■ SELECTED PASSAGE
==*==

Glenn had a tough time preventing his head from exploding listening to the agonizing soundbites from Obama's Teddy Roosevelt speech. One of the sections that stood out was where Obama claims the free market has never worked before in history.
Obama said:
Now, just as there was in Teddy Roosevelt's time, there is a certain crowd in Washington who, for the last few decades, have said, let's respond to this economic challenge with the same old tune. "The market will take care of everything," they tell us. If we just cut more regulations and cut more taxes – especially for the wealthy – our economy will grow stronger. Sure, they say, there will be winners and losers. But if the winners do really well, then jobs and prosperity will eventually trickle down to everybody else. And, they argue, even if prosperity doesn't trickle down, well, that's the price of liberty.Now, it's a simple theory. And we have to admit, it's one that speaks to our rugged individualism and our healthy skepticism of too much government. That's in America's DNA. And that theory fits well on a bumper sticker. But here's the problem: It doesn't work. It has never worked. It didn't work when it was tried in the decade before the Great Depression. It's not what led to the incredible postwar booms of the 50s and 60s. And it didn't work when we tried it during the last decade. I mean, understand, it's not as if we haven't tried this theory.
"Who is saying 'We need to cut more taxes, especially for the wealthy.' No one. Say a lie again," Pat said.
"The guy is a liar. He is a liar," Glenn said.
"I've never heard a speech in my life that has more lies in it. I don't think it's possible. I don't think it's possible. You've got to go back decades to find one. Almost every sentence in this speech has a lie or a half‑truth in it. That's tough today," Stu said.
"You know what he's talking about here? This is where it is so disingenuous," Glenn said.
Glenn explained that he was basically saying that Adam Smith's theories on the Invisible Hand are false because it just "never worked". Unfortunately, he's forgetting to couple "Wealth of Nations" with "The Theory of Moral Sentiments."
"("The Theory of Moral Sentiments") is the part that says there's something to do with the heart, there's something to do with moral sentiments, there's something to do with right and wrong. We've got to make sure we grow that. Otherwise the Invisible Hand will crush you! What do you say we put both parts of the theory together? America is great because America is good. The Theory of Moral Sentiments. Read it. Read it. He's right. The Invisible Hand, along with the Theory of Moral Sentiments. That's the part the president never gets. He never understands it. He never talks about the goodness of America, the goodness of its people, except in grotesque terms. He doesn't trust the American people. He just wants to give the American people a handout. He wants us to strive, strive to be middle class," Glenn said.
" You either believe in rugged individualism, you either believe in taking risks, you either believe in being ‑‑ in charting your own course, either that or ‑‑ either that or you're on the 'Road to Serfdom'."
"I'm a rugged individual. I'll go with my own failures, I will go with my own successes, and I will share my successes because I have the Theory of Moral Sentiments, I understand. I understand that I didn't make it alone. But I don't want a damn handout from anybody. And don't you come around me trying to take it away and trying to tell me how to do stuff."

==*==

■ PROBLEMS TO SOLVE
**1)** Say whether each statement agrees with the passage about Obama's Teddy Roosevelt speech. Answer yes or no, quoting the deciding words of the passage.
(a) Obama says the theory fits well on a bumper sticker.
(b) Stu says he has heard speeches with more lies in them.
(c) Glenn pairs the Invisible Hand with "The Theory of Moral Sentiments."
**2)** Answer these questions from the passage about Obama's Teddy Roosevelt speech:
(a) According to Obama, before what event was the theory tried a decade earlier?
(b) Who says "The guy is a liar"?
(c) What does Glenn say the president wants Americans to strive to be?
**3)** Carry the passage about Obama's Teddy Roosevelt speech forward past its final sentence.

■ LISTED RECORDS
==*==

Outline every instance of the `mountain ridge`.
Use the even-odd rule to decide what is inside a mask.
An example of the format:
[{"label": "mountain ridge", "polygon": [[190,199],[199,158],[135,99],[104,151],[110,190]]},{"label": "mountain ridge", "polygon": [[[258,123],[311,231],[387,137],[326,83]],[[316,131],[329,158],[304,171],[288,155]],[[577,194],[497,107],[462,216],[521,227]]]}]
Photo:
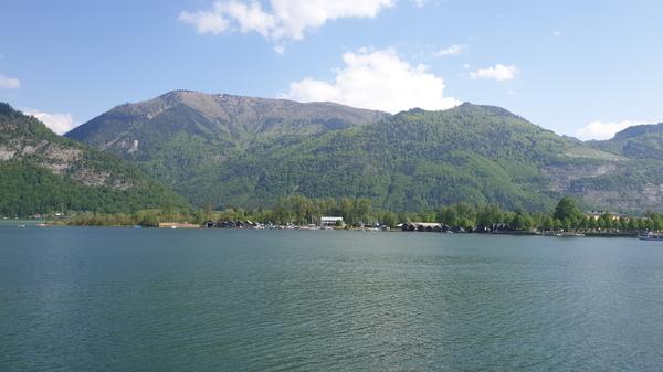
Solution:
[{"label": "mountain ridge", "polygon": [[[122,136],[96,146],[136,163],[196,205],[270,206],[293,194],[370,199],[393,211],[460,201],[545,211],[565,193],[592,208],[644,210],[663,203],[663,173],[656,168],[662,163],[656,160],[633,160],[562,138],[502,107],[464,103],[442,111],[414,108],[388,115],[181,91],[160,97],[175,100],[148,121],[91,120],[80,134],[93,132],[78,139],[94,144],[104,137],[95,126],[105,123],[104,130]],[[223,127],[219,111],[201,110],[228,102],[230,108],[214,109],[249,107],[239,103],[251,108],[244,121],[233,121],[232,130],[224,130],[230,127]],[[304,111],[272,118],[273,105],[280,113],[288,113],[286,106]],[[98,118],[130,110],[147,117],[145,108],[118,107],[124,111],[113,109]],[[345,124],[325,129],[311,120],[322,117],[315,114],[319,107],[340,107],[365,121],[339,119]],[[367,121],[376,115],[379,119]],[[285,120],[285,130],[270,120]]]},{"label": "mountain ridge", "polygon": [[166,200],[190,206],[134,164],[57,136],[34,117],[0,103],[0,214],[129,213]]}]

==*==

■ RESULTS BY TASK
**1)**
(a) Yes: "And that theory fits well on a bumper sticker."
(b) No: "I've never heard a speech in my life that has more lies in it."
(c) Yes: "The Invisible Hand, along with the Theory of Moral Sentiments."

**2)**
(a) The Great Depression
(b) Glenn
(c) Middle class

**3)**
And what about his claims that less regulation and lower taxes have never worked?
"Do you think it was the rich that were creating the metal and the lumber and the steel and the cotton and the leather and the paint and the rubber and the glass and the gasoline that went into cars in the Roaring Twenties? Autos roared, roared in the Roaring Twenties. They didn't fire all the cops and the teachers in 1920. They didn't do it," Glenn said.
"RCA changed the world with radio. Along with the radio came another invention, another idea: Advertising. Now you could hear Babe Ruth hitting home runs anywhere in the country while someone else was telling you about a product. That idea that roared in the Roaring Twenties, that's when people started to hear the voice of people all around the world. Conveniences like the telephone, been around forever, right? Edison brought us movies in 1880s. You know when they started taking off? Not 1885, not 1890, not 1910, not 1915, not 1919. In the 1920s. Wait a minute, that technology had been around since 1880. You know when? In the 1920s, that was the modern era of motion pictures. Cecil B. DeMille's Ten Commandments, Mickey Mouse and Walt Disney. Conveniences like the telephone, been around forever, but in the 1920s it became less expensive, more commonplace. More Americans in the 1920s had irons, vacuums, washing machines, refrigerators. All of these new products."
"Remember, the market never works. Never works."
"Oh, there was a demand for something else: Power. Huge power ‑‑ you think little spaceships came down with workers and we hired space aliens to build them? No. When somebody plugged in an iron, what did they have to have? Power. Unlike the temporary jobs or the low‑paying census jobs our government creates, per capita income increased 37%. Per capita income increased 37% from 1921 to 1929. Got it? The average person's salary went up 37% in eight years. The ‑‑ let me say it again. The average person's salary went up 37% in eight years."
"Now, what those people did with that income was invest it in paper and ridiculous schemes. That was their choice. But it was the free market that led to all of these innovations. Your life changed."